§ Directions for this task
Going down the data below, set down exactly the line with "task: outline the dandelion flower" and each line after it through the line with "Provide the mask of every instance of the dandelion"; no other lines.
=======
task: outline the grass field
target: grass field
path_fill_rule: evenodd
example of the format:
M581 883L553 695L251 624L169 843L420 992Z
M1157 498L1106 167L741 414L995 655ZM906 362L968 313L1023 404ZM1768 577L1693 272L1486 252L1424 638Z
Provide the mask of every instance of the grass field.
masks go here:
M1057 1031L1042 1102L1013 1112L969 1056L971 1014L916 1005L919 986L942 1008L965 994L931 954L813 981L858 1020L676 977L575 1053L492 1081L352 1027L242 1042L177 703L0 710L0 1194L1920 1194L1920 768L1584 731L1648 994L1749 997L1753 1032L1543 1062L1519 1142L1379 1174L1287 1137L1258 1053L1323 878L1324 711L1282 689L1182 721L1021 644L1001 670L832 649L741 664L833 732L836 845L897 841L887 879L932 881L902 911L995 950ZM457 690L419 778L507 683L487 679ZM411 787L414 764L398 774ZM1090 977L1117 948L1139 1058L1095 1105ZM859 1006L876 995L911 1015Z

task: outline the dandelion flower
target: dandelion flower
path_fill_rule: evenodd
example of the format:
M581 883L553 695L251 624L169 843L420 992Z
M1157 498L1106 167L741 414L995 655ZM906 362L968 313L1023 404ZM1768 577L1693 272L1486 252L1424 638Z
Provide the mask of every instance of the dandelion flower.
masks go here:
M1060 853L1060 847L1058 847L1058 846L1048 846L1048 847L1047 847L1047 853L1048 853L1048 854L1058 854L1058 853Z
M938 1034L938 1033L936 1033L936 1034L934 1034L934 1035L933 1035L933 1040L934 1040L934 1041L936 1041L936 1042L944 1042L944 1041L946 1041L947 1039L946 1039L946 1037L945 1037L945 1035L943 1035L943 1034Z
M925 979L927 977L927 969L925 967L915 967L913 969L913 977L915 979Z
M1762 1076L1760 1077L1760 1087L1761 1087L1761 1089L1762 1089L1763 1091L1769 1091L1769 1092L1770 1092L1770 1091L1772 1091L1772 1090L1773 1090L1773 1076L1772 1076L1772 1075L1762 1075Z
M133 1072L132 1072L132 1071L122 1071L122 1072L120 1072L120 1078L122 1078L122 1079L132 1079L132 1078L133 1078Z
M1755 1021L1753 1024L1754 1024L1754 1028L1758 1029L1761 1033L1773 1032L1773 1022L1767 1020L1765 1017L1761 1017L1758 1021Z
=======
§ Worked solution
task: outline the dandelion flower
target: dandelion flower
path_fill_rule: evenodd
example of the format:
M581 883L553 695L251 624L169 843L420 992Z
M1157 498L1106 167L741 414L995 655ZM906 362L968 313L1023 404ZM1768 577L1693 272L1486 252L1424 638Z
Provide the mask of every instance of the dandelion flower.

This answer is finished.